INSTRUCTIONS FOR THE TASK:
Can you reproduce the data word for word, from its first line up to and including the line that contains "Segment every instance of the bare", leaving out the pictures?

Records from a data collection
++++++

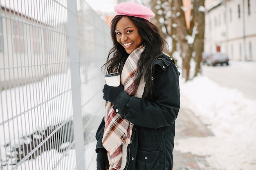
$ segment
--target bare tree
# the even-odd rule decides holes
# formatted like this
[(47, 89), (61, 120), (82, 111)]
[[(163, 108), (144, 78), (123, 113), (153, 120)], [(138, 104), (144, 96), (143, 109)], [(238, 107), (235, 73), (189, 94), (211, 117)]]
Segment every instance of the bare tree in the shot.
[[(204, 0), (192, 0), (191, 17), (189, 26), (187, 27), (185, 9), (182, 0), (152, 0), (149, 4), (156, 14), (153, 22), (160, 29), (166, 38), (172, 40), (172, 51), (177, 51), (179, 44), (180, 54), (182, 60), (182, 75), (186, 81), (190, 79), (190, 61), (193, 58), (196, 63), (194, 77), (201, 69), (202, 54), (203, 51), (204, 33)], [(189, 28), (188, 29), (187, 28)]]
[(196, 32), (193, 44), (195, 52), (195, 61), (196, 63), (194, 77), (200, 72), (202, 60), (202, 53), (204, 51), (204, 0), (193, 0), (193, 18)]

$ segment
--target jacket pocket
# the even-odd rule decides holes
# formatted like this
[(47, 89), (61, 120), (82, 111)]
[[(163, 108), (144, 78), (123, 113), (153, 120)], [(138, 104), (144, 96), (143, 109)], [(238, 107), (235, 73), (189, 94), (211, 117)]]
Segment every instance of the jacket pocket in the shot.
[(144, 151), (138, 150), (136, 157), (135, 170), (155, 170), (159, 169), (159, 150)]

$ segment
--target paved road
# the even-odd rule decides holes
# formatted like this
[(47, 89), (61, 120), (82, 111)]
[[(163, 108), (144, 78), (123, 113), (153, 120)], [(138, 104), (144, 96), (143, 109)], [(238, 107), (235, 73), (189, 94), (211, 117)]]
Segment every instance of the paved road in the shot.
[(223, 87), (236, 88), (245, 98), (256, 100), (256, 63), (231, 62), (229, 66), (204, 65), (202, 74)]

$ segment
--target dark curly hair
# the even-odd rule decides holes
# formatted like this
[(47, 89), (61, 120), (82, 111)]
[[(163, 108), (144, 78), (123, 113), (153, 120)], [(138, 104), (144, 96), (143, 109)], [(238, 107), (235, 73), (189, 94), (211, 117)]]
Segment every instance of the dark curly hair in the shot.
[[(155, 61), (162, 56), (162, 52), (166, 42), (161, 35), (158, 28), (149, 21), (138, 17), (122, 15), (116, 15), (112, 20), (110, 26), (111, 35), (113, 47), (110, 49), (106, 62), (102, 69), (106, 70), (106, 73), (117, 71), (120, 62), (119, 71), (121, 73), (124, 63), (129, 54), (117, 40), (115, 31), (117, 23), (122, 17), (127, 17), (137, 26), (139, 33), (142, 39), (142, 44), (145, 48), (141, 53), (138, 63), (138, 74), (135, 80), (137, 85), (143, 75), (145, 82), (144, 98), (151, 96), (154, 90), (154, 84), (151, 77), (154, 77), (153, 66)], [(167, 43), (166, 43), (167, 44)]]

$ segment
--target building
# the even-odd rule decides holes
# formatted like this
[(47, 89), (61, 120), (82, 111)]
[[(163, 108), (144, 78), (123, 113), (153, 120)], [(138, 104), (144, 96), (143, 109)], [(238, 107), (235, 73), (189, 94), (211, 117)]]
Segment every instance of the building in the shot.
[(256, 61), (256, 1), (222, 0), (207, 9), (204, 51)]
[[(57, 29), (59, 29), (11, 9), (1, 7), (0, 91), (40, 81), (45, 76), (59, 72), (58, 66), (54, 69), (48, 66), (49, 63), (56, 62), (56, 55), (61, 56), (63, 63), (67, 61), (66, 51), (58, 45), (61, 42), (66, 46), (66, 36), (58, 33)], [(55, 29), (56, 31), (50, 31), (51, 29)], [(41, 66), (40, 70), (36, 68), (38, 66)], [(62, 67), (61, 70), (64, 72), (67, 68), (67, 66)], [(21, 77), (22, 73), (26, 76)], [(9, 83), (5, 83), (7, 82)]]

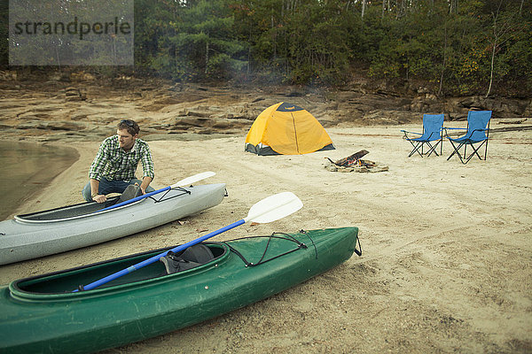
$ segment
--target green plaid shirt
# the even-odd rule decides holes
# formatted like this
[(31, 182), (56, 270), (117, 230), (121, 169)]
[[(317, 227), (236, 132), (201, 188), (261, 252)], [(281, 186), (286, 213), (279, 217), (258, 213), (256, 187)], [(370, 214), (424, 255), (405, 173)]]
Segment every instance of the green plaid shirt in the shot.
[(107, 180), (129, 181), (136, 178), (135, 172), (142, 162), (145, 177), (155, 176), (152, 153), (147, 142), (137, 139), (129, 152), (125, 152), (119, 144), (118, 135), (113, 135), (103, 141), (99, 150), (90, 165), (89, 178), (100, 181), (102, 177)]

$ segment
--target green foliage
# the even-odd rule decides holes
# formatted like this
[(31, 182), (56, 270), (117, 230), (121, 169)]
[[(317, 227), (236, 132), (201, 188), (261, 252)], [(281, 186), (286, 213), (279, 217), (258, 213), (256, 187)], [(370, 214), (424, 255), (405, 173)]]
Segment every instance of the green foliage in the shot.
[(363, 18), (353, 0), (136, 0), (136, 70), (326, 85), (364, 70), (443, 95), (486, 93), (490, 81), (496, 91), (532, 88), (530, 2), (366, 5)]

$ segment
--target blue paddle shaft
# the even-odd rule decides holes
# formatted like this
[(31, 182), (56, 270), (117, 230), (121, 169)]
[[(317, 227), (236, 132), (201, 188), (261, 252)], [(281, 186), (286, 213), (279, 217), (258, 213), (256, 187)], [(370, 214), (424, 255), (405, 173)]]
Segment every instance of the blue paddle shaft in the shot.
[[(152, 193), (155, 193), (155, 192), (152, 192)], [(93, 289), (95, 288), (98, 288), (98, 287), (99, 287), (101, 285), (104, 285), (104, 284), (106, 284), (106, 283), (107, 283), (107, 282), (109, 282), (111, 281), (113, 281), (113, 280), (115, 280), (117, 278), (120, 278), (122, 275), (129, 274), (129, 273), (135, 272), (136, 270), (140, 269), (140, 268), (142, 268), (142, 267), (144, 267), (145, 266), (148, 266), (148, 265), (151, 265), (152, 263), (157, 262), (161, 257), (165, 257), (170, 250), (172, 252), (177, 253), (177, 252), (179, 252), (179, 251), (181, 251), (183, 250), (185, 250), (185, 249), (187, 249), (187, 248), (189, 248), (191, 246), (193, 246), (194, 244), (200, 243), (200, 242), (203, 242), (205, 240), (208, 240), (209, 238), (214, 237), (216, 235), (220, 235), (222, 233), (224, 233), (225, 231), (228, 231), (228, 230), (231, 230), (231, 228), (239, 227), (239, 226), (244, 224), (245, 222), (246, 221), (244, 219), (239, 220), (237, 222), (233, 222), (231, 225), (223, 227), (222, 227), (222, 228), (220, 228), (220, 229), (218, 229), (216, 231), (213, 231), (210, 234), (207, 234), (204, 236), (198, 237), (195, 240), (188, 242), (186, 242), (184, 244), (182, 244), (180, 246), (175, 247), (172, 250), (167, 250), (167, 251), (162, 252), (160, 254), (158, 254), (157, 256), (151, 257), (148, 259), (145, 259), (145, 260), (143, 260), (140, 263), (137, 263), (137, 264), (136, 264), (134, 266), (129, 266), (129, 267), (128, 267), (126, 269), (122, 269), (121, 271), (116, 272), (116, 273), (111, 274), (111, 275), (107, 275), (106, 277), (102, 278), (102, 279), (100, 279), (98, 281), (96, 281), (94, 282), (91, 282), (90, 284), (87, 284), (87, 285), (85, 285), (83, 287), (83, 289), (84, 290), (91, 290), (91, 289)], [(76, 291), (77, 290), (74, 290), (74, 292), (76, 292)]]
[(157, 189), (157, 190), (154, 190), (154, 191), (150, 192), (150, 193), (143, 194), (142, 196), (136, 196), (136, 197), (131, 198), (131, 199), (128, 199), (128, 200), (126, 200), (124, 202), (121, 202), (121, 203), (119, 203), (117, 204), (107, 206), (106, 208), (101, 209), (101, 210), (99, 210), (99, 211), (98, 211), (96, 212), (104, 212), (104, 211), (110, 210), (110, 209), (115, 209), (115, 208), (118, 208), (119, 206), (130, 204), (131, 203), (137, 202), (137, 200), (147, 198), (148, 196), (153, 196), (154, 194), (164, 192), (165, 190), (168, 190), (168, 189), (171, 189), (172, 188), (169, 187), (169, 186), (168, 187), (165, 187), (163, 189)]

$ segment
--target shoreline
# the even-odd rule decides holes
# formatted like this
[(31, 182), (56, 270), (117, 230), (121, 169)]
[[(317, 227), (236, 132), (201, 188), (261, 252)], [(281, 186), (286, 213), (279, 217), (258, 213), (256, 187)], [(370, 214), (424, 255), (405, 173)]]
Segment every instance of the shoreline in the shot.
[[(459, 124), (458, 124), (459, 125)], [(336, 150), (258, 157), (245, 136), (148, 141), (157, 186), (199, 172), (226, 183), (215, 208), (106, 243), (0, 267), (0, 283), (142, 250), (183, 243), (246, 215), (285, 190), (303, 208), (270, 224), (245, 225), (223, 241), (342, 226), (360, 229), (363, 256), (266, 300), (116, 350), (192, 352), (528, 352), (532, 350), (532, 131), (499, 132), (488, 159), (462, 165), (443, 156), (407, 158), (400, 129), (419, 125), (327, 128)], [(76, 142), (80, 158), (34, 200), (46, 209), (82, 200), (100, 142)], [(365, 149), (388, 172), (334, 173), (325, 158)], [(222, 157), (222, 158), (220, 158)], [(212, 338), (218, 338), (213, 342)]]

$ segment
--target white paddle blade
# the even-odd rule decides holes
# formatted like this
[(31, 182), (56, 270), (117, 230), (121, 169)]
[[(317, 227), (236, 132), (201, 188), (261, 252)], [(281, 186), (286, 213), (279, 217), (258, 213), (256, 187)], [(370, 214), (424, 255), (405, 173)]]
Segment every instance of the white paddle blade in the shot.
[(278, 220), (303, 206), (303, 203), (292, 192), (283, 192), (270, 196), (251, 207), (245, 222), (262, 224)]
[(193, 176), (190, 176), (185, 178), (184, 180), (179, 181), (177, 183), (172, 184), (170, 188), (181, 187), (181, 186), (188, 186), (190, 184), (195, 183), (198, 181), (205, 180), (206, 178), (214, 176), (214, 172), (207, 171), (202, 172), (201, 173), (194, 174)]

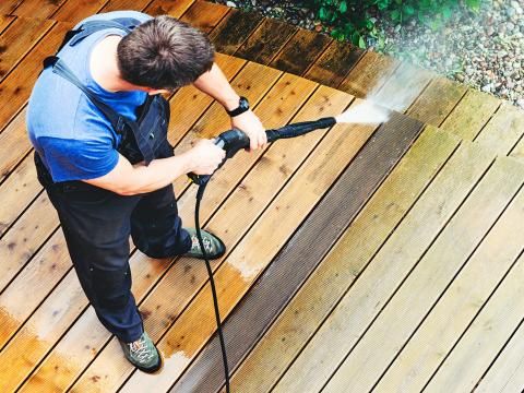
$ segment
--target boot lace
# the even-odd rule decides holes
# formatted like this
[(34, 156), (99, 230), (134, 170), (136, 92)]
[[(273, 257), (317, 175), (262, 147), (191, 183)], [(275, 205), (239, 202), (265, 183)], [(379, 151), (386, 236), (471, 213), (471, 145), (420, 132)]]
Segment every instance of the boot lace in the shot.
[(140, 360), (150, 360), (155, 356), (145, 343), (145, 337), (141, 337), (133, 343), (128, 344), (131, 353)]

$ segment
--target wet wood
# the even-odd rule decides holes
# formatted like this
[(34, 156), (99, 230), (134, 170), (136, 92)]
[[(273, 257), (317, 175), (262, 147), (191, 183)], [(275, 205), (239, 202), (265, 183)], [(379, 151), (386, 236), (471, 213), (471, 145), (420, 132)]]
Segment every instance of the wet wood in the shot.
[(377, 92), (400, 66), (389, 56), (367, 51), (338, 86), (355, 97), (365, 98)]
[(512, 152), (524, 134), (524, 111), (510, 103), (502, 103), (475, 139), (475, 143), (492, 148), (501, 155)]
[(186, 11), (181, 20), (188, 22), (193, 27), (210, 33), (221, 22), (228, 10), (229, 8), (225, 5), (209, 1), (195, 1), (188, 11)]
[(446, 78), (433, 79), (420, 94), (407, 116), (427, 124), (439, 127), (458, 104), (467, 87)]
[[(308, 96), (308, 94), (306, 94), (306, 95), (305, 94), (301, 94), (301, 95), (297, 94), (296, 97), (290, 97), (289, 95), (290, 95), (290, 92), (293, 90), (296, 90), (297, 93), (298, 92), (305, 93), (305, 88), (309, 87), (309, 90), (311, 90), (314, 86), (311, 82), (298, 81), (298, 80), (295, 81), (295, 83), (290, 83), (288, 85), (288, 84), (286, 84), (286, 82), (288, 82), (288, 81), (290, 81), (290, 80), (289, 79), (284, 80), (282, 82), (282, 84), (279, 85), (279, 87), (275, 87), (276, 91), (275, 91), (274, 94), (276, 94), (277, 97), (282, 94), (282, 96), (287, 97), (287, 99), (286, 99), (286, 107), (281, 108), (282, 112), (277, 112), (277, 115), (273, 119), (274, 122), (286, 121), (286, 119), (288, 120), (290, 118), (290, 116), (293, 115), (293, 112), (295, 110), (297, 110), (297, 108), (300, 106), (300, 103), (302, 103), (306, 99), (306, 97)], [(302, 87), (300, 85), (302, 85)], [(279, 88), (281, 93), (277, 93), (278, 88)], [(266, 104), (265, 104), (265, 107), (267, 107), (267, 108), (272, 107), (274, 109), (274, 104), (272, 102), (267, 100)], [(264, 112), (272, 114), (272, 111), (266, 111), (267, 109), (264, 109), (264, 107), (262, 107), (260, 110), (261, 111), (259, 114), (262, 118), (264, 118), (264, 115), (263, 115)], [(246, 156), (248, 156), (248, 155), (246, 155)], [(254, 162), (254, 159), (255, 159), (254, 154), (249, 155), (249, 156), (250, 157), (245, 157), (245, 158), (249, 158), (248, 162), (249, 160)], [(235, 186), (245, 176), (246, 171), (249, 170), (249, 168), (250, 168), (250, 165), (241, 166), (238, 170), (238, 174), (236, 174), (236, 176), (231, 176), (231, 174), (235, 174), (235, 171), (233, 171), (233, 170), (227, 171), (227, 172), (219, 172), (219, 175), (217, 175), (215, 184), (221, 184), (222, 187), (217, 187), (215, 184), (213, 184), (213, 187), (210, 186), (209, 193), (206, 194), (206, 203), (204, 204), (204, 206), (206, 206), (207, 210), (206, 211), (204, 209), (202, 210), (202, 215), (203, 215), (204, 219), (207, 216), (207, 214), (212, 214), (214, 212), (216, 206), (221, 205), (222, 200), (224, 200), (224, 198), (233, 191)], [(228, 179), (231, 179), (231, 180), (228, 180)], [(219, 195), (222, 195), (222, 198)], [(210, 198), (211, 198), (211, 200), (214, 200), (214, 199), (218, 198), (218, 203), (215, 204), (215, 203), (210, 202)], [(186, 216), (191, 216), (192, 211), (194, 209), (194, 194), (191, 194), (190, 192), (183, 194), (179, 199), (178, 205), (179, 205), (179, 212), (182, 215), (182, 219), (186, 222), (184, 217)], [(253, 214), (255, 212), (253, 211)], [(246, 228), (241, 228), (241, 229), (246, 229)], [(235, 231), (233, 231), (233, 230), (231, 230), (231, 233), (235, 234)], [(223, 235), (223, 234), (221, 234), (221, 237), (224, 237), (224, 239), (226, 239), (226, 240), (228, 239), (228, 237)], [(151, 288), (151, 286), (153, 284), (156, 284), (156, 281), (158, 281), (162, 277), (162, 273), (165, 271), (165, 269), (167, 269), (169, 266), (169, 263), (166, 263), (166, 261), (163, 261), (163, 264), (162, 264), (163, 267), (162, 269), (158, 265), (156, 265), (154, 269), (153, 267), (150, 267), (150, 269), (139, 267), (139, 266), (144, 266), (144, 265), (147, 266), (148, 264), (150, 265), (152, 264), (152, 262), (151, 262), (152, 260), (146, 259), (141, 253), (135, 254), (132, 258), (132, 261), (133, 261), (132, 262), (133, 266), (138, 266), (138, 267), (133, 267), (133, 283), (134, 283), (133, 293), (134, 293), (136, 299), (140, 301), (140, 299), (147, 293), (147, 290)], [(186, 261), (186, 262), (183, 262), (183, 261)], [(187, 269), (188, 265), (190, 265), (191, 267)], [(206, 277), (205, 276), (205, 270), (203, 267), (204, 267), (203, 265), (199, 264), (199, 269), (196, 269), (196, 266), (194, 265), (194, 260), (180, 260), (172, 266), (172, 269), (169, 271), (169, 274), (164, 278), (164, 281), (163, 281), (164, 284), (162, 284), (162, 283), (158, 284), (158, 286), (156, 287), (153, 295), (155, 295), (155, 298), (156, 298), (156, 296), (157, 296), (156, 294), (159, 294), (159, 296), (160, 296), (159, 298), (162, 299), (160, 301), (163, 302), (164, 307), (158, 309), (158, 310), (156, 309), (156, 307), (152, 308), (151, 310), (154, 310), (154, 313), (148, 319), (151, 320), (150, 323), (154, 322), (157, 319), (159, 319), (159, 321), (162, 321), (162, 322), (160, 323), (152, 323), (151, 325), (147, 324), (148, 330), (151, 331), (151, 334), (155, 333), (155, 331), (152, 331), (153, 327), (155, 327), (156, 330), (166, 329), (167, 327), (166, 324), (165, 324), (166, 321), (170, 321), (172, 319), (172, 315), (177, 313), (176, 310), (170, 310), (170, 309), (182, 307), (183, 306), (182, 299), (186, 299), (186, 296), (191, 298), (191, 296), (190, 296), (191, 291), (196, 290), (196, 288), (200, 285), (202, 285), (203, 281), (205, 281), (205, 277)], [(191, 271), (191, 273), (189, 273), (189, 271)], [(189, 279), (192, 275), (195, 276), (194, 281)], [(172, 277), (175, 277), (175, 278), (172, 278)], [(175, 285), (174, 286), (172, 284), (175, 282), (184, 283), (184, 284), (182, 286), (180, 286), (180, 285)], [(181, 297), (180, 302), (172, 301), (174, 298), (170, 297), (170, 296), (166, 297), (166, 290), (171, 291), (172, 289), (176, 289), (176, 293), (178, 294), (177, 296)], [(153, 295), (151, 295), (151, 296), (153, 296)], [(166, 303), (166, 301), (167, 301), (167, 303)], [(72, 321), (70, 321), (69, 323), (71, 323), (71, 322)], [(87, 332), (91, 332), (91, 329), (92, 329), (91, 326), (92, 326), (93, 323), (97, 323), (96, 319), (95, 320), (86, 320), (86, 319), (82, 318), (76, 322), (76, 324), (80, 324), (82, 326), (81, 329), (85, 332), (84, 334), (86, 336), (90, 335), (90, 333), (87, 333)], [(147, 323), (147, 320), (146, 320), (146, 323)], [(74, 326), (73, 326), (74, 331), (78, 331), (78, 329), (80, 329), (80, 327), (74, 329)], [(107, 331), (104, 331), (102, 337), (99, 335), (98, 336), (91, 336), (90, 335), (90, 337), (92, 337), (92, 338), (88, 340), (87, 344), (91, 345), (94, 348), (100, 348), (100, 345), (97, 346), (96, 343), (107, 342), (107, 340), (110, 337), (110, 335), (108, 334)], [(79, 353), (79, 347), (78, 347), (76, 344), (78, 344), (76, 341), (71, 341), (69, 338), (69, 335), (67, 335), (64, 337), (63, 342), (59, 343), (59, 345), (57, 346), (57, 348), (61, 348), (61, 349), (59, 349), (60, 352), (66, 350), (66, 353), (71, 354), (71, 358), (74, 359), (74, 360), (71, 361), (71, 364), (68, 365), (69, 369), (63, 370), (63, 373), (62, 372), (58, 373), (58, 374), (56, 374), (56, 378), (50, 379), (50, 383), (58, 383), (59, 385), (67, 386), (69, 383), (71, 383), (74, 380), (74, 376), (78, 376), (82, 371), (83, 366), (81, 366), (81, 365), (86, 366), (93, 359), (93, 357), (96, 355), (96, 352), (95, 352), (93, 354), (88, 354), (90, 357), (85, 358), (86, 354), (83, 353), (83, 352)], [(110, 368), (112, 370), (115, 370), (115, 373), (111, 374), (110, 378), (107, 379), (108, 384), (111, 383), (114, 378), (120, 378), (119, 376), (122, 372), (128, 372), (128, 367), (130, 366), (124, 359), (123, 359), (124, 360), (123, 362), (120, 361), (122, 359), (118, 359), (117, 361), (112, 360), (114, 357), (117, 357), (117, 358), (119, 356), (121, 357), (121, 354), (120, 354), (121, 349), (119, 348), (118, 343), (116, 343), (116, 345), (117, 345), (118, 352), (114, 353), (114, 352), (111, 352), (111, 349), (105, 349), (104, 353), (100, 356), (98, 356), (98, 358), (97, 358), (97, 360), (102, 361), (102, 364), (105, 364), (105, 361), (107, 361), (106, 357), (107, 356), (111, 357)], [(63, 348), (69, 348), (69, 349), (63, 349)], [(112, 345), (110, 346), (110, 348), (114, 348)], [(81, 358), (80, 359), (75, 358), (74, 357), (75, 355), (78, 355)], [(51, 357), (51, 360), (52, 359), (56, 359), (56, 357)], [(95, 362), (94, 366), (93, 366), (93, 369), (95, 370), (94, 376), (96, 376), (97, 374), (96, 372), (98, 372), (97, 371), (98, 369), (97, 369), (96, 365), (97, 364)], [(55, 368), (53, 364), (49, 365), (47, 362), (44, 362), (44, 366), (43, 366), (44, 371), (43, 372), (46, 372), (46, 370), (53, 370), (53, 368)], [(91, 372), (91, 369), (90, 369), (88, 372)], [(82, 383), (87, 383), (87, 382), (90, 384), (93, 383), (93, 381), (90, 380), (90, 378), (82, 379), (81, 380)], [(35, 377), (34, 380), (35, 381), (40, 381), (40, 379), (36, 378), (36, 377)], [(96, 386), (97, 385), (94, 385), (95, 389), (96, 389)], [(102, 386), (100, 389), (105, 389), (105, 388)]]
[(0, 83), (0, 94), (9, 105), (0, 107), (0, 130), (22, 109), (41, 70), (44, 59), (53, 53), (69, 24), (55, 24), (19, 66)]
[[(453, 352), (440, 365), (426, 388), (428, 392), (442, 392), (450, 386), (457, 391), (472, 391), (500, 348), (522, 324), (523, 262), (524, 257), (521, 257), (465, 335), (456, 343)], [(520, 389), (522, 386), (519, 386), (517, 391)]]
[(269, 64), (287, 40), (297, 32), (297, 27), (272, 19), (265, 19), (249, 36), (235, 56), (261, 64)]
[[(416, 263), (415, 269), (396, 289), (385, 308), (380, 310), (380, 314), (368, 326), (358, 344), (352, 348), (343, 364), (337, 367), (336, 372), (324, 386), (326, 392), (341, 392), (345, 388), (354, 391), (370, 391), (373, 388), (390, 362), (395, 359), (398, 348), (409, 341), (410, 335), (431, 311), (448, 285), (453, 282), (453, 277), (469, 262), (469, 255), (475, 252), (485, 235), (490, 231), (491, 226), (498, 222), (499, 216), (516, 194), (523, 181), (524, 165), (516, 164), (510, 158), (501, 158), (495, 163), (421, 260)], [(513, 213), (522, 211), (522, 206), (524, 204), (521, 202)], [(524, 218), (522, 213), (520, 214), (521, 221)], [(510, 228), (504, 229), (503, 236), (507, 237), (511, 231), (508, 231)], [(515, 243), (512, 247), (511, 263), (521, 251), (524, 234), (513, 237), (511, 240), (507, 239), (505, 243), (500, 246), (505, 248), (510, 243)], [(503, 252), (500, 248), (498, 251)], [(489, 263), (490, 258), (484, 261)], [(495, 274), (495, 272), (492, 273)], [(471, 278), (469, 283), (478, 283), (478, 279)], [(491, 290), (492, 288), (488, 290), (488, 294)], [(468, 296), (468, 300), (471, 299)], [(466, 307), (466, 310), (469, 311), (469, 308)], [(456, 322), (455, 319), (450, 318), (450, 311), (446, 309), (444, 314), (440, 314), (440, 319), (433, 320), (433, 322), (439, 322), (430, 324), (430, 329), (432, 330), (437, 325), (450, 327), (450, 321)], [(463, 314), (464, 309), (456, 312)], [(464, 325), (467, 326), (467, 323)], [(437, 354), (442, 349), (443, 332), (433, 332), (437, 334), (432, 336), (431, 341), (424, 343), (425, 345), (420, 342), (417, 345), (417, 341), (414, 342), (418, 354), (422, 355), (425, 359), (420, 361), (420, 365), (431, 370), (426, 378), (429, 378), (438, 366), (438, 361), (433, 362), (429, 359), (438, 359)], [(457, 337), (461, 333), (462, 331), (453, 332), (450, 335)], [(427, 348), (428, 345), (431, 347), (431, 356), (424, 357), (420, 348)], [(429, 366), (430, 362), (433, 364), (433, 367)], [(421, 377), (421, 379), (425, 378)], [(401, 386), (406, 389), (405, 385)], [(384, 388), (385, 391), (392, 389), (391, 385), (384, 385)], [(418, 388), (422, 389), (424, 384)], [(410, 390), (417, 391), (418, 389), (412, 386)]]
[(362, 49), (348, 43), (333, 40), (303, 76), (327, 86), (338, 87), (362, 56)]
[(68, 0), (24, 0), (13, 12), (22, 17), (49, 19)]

++++++

CORRECT ANSWER:
$ segment
--target bare tree
# the even-odd rule decides holes
# formatted like this
[(47, 89), (61, 120), (82, 111)]
[[(163, 108), (144, 78), (123, 113), (153, 120)], [(138, 104), (144, 96), (143, 109)], [(238, 107), (235, 73), (189, 94), (211, 117)]]
Segment every instance of the bare tree in the shot.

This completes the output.